__What the exercise asks__
Find the line containing "Report the position of each instance of the woman's hair" in the records below. Copy exactly that line and each one after it, ending at the line containing "Target: ceiling light", and nothing more.

(Provided data)

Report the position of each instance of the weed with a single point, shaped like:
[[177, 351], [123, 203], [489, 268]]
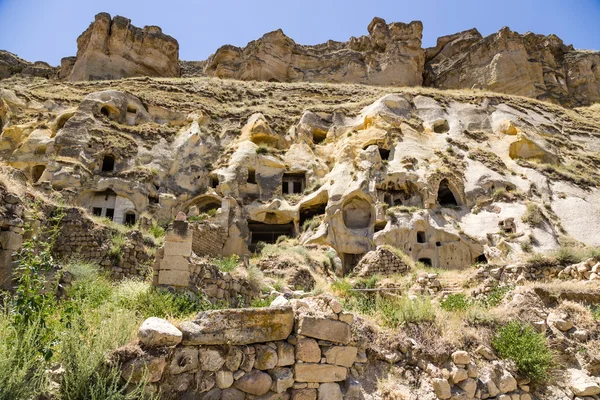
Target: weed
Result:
[[526, 348]]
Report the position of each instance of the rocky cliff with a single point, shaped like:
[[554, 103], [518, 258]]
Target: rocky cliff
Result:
[[114, 49], [536, 66], [389, 55]]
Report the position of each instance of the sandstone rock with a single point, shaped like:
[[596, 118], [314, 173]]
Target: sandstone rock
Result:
[[285, 354], [330, 391], [469, 385], [283, 379], [461, 357], [224, 379], [324, 329], [304, 394], [113, 49], [184, 359], [157, 332], [210, 359], [266, 357], [507, 383], [308, 350], [239, 326], [308, 372], [341, 355], [232, 394], [441, 388], [583, 385], [458, 375], [254, 382], [391, 54], [559, 322]]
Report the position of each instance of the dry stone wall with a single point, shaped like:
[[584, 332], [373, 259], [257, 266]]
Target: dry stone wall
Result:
[[265, 353]]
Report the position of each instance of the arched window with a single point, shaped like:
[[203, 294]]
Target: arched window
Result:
[[108, 163], [445, 194], [130, 218]]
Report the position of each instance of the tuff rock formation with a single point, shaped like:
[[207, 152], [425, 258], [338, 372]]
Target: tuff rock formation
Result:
[[114, 49], [530, 65], [389, 55]]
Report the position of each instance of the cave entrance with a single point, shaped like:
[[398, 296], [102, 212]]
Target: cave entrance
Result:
[[426, 261], [36, 172], [268, 233], [309, 212], [293, 182], [130, 218], [108, 163], [350, 261], [446, 197], [482, 259], [357, 213]]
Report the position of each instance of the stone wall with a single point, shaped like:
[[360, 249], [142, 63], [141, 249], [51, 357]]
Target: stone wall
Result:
[[208, 239], [11, 234], [380, 261], [177, 266], [264, 353], [81, 238]]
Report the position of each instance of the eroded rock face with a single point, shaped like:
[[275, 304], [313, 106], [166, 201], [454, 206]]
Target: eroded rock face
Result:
[[531, 65], [242, 326], [114, 49], [390, 55]]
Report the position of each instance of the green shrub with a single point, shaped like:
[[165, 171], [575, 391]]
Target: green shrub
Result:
[[157, 231], [526, 348], [495, 296], [400, 311], [227, 264], [455, 302], [533, 215], [117, 245], [567, 256]]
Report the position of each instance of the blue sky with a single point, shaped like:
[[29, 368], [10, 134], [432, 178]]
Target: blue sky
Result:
[[47, 30]]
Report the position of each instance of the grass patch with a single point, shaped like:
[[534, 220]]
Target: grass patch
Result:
[[455, 302], [526, 348], [226, 264]]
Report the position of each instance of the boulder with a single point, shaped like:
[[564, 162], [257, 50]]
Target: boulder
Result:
[[324, 329], [341, 355], [112, 48], [255, 382], [158, 332], [308, 372], [583, 385], [330, 391], [239, 326]]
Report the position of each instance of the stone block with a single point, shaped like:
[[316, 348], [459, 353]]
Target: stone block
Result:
[[341, 355], [173, 278], [324, 329], [183, 249], [239, 326], [308, 372]]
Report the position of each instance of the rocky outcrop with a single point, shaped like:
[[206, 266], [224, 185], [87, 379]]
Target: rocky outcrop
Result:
[[531, 65], [10, 65], [114, 49], [390, 55]]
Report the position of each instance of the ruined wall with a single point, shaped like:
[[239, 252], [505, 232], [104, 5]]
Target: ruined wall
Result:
[[81, 238], [380, 261], [274, 353], [177, 266], [208, 239]]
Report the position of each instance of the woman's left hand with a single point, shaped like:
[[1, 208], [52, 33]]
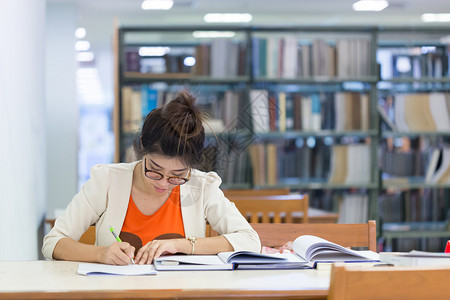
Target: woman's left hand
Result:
[[156, 248]]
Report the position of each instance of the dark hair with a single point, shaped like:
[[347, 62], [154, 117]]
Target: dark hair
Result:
[[174, 130]]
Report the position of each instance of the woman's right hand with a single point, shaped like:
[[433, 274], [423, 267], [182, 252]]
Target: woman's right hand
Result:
[[118, 253]]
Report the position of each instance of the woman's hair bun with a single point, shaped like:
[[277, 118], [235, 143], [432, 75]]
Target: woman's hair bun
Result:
[[183, 116], [175, 130]]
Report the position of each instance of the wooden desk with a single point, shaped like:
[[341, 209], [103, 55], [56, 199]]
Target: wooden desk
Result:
[[316, 215], [59, 280]]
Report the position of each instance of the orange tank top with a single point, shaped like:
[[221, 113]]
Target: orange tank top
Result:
[[166, 223]]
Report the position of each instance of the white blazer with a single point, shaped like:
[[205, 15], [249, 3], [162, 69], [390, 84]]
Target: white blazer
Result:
[[103, 201]]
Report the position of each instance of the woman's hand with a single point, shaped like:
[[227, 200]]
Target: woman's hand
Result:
[[119, 253], [156, 248]]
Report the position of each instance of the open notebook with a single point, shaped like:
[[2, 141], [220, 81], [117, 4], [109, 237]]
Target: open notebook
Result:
[[308, 250]]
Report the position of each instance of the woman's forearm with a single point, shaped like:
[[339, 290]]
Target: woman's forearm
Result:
[[68, 249]]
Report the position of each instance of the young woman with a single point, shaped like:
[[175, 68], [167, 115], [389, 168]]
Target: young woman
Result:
[[158, 205]]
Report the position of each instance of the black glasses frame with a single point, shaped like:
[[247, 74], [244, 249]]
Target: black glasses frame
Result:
[[162, 176]]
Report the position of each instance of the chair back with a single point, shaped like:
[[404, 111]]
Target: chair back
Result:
[[278, 208], [346, 235], [388, 283], [254, 192]]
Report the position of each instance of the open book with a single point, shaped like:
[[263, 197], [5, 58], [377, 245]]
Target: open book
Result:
[[307, 251], [102, 269], [415, 258]]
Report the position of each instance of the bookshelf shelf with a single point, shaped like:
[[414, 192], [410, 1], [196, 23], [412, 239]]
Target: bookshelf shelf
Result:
[[391, 134], [297, 67], [312, 185], [317, 80], [417, 80], [415, 185], [414, 72], [321, 134], [180, 78]]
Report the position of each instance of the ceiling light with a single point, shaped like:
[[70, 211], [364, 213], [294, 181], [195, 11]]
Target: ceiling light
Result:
[[80, 33], [82, 46], [213, 34], [227, 18], [370, 5], [85, 56], [436, 18], [153, 51], [157, 4]]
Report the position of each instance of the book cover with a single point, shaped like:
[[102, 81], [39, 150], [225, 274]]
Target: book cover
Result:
[[307, 250], [102, 269], [415, 258]]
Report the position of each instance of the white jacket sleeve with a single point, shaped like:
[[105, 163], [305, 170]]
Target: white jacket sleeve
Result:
[[84, 210], [225, 218]]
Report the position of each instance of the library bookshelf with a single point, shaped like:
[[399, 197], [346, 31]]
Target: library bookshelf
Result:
[[297, 107]]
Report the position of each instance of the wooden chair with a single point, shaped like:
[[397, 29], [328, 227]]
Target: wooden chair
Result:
[[254, 192], [252, 206], [388, 283], [347, 235]]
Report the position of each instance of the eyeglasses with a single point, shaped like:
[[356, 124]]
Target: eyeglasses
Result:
[[154, 175]]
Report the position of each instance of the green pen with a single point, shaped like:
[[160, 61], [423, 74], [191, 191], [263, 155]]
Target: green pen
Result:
[[118, 239]]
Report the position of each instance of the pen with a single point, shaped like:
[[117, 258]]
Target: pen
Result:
[[118, 239]]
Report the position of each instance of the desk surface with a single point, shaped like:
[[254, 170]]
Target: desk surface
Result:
[[56, 279]]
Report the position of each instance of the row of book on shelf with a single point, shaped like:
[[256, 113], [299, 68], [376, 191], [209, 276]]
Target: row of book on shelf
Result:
[[272, 57], [268, 111], [426, 205], [273, 163], [416, 111], [282, 111], [290, 57], [431, 166], [413, 62]]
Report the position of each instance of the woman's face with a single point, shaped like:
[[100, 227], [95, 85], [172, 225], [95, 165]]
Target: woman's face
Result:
[[163, 173]]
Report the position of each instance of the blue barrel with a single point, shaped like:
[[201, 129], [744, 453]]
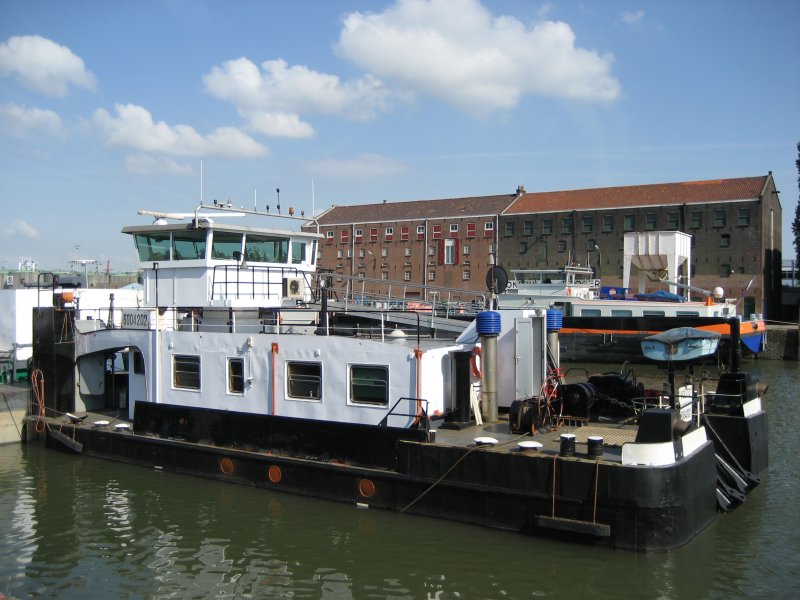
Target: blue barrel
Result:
[[554, 319], [488, 322]]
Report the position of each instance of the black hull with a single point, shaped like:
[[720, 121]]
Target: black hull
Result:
[[603, 503]]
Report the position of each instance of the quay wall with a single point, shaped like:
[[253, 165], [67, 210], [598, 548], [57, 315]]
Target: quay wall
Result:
[[783, 343]]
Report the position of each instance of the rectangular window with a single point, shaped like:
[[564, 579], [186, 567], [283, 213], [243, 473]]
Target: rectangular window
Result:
[[223, 245], [629, 223], [236, 376], [189, 245], [369, 384], [450, 252], [262, 248], [744, 217], [673, 220], [304, 380], [186, 371], [298, 253], [527, 227]]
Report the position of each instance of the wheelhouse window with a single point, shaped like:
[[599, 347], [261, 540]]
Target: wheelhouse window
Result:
[[186, 371], [259, 248], [188, 245], [304, 380], [236, 376], [223, 245], [298, 253], [369, 384], [152, 246]]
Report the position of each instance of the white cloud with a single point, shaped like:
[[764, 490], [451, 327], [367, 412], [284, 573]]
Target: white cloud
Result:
[[43, 66], [143, 164], [20, 228], [458, 51], [18, 120], [133, 127], [364, 166], [273, 98], [634, 20]]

(End Provided data)

__Reply__
Report the position of each instance of the woman's hair bun with a single point, shaped like:
[[277, 118], [235, 143], [432, 75]]
Target: woman's hair bun
Result:
[[183, 116], [175, 130]]
Report the position of each instance of the wooden desk with a single point, shaped like:
[[341, 209], [103, 55], [56, 199]]
Target: wooden desk
Result:
[[316, 215], [59, 280]]
Report the position of each instance of the orange tank top with a single point, shaped like:
[[221, 113]]
Target: orange tank top
Result:
[[166, 223]]
Report the position of each instance of the white blazer with a single point, shaped like:
[[205, 15], [249, 3], [162, 69], [390, 84]]
Target: white blazer
Result:
[[103, 201]]
Report the position of each instance of the woman's hand with a single point, shaped like:
[[227, 200]]
Target: woman's hand
Result:
[[119, 253], [156, 248]]
Report the position of each instance of the open notebook with a single point, shaped like:
[[2, 141], [220, 81], [117, 4], [109, 237]]
Target: open notebook
Result:
[[308, 250]]
Report the position of each instance of the woman's forearm with a single point, shaped like:
[[339, 290]]
Target: woman's forearm
Result:
[[68, 249]]
Report the position of each instance of the young woman with a single point, shaped like:
[[175, 68], [167, 115], [389, 168]]
Target: young woman
Result:
[[158, 205]]
Report the position of each instance of the black glasses frame with a single point, shaped like:
[[247, 74], [244, 249]]
Target: black glasses frame
Result:
[[162, 176]]
Report the position of each instance of the chair back with a single point, shaped like:
[[404, 111]]
Target: chair back
Result:
[[278, 208], [346, 235], [388, 283], [254, 192]]
Report the position of each instance of the open book with a single point, shaped like:
[[263, 197], [5, 58], [377, 245]]
Target: open book
Result:
[[307, 251], [102, 269], [415, 258]]
Report the position of each instance of the bookshelf shelf with a single point, shaped like:
[[414, 192], [410, 1], [196, 23], [412, 239]]
Target: bookshelf shelf
Result:
[[391, 134], [297, 67], [312, 185], [317, 80], [417, 80], [415, 185], [414, 72], [321, 134], [180, 78]]
Report the position of each instance of the ceiling light with a single point, shaped like:
[[70, 211], [364, 213], [294, 181], [195, 11]]
Target: ceiling light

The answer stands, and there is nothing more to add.